* INFORMATION:
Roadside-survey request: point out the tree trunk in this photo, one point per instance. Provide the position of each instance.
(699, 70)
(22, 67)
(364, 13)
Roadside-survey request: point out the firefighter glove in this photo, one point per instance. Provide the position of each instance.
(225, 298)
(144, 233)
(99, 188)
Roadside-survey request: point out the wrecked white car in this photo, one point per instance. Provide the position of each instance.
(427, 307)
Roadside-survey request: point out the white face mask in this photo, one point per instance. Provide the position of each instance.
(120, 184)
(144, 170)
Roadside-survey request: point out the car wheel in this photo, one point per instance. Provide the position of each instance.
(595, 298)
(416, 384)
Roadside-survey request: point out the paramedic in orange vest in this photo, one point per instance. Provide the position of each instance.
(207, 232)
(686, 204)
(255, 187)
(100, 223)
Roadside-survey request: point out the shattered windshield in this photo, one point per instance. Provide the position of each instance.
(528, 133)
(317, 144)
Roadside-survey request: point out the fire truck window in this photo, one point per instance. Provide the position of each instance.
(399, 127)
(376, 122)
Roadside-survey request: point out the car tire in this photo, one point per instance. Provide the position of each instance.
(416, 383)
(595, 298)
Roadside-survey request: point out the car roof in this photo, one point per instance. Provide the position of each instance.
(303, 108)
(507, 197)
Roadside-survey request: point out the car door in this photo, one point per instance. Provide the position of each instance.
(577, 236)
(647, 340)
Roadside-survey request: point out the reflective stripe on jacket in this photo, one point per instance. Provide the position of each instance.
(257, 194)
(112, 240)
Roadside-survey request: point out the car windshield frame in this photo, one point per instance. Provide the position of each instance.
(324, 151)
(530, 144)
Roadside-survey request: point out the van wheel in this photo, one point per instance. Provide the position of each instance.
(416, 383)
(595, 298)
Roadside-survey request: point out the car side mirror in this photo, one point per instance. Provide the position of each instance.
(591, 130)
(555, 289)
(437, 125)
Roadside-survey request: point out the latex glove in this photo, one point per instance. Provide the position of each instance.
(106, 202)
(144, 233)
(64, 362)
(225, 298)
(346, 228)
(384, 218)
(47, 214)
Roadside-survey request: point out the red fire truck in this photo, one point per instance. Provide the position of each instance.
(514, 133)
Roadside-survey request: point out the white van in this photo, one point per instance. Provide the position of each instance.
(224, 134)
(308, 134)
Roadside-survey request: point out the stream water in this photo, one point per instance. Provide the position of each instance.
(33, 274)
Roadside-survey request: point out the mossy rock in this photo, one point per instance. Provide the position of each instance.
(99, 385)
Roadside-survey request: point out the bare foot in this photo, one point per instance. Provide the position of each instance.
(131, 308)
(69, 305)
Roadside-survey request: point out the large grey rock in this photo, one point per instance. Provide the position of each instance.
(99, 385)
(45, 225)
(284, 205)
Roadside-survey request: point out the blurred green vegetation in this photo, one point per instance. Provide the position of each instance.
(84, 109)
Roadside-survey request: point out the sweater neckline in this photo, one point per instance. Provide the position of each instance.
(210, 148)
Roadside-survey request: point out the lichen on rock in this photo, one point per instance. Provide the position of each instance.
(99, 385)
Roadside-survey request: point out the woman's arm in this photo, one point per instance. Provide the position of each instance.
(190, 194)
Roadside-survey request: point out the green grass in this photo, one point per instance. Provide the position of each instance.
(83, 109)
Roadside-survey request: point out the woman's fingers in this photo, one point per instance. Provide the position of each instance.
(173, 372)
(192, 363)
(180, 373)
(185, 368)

* INSTRUCTIONS FOR THE TASK: From the first line to the last, reproduce the material word for word.

* EXERCISE RESULT:
Roadside-survey request: point out the tree trunk in this photo, one point per instance. Provide the position of each instance.
(699, 70)
(22, 67)
(364, 13)
Roadside-survey request: point out the firefighter glove in this photo, one point per instance. Provide the position of each instance.
(225, 298)
(144, 233)
(99, 188)
Roadside-survey request: point out the wrecked white car in this photo, one point per instance. Provide the position of each instance.
(427, 307)
Roadside-survey request: point out the white face mask in this photo, one point per instance. Provide the position of each instance.
(120, 184)
(144, 170)
Roadside-survey request: point out the car wheel in this photo, one point per instance. Provide the position of each instance.
(595, 298)
(416, 384)
Roadside-survey request: point out the paramedic in orange vest in this photo, one point per instance. Provide the position of each instance.
(207, 232)
(686, 204)
(255, 187)
(100, 223)
Roadside-survey request: point out the shattered windshield in this photo, one point per instance. Provide the position of each instance.
(528, 133)
(317, 144)
Roadside-survey request: point out the fire truck window in this photo, one point per instance. Provide the position of each instance.
(399, 127)
(376, 122)
Roadside-survey request: point out the car tire in this photo, one point per instance. Provide the position of each instance.
(416, 383)
(595, 298)
Roadside-survey request: point out the car roof in this photo, one point per instance. Provide the position of each instance.
(303, 108)
(507, 197)
Roadside-survey request: point out the car door in this photo, one point per instance. Provide the position of each instance.
(577, 236)
(647, 340)
Roadside-survey request: point out the reflective stripe on jacket in this photo, one point per instance. Provide the position of each instance.
(257, 194)
(112, 240)
Roadside-survey request: point out the car windshield frame in this photo, one point per instance. Provide the position of each instance.
(324, 151)
(530, 144)
Roadside-survey request: point out the van wheel in this photo, one point per instance. Provide the position of each instance.
(416, 383)
(595, 298)
Roadside-survey request: point out the car side mirror in this photo, one point per instance. Provide the position of each instance.
(591, 130)
(555, 289)
(437, 125)
Roadside-survey request: point out the latex glove in this photo, one point per instance. Provide the position of each instance.
(106, 202)
(144, 233)
(64, 362)
(225, 298)
(346, 228)
(384, 218)
(47, 214)
Roadside-survey request: point out the red fire truck in this photo, one point per instance. Provide the position of each instance.
(514, 133)
Roadside-survey request: point out the white van in this photo, one point per instance. Provide the position of each instance.
(224, 134)
(308, 134)
Roadside-survey request: point out the stream water in this photo, one point per instance. Provide the position of each instance.
(33, 274)
Roadside-survey request: point out the mossy rock in this photo, one point per instance. Provide the position of each instance.
(99, 385)
Roadside-survey request: point out the bare foot in this photo, one point per instance. Provide the position of each instance.
(131, 308)
(69, 305)
Roadside-survey request: point out the large grey rock in this photo, one point per instance. Provide the position of each instance.
(99, 385)
(45, 225)
(284, 205)
Roadside-survey request: point out the blurred green vegetation in this photo, one point per instance. Provide the position of each instance.
(84, 109)
Roadside-survey request: point out the sweater neckline in this photo, one point per instance. Provide the position of each instance.
(210, 148)
Roadside-survey request: point out the lichen on rock in this photo, one point per instance. Provide the position of each instance.
(99, 385)
Roadside-survey request: point out the woman's arm in this photo, one point per instance. Provide the position of each instance.
(190, 194)
Roadside-survey request: point out the green grass in this photo, one point per instance. Provide the position of each instance.
(83, 109)
Roadside-survey request: point out the woman's fingers in this photo, one point per instance. Provide the position of each instance.
(173, 372)
(192, 363)
(180, 373)
(185, 368)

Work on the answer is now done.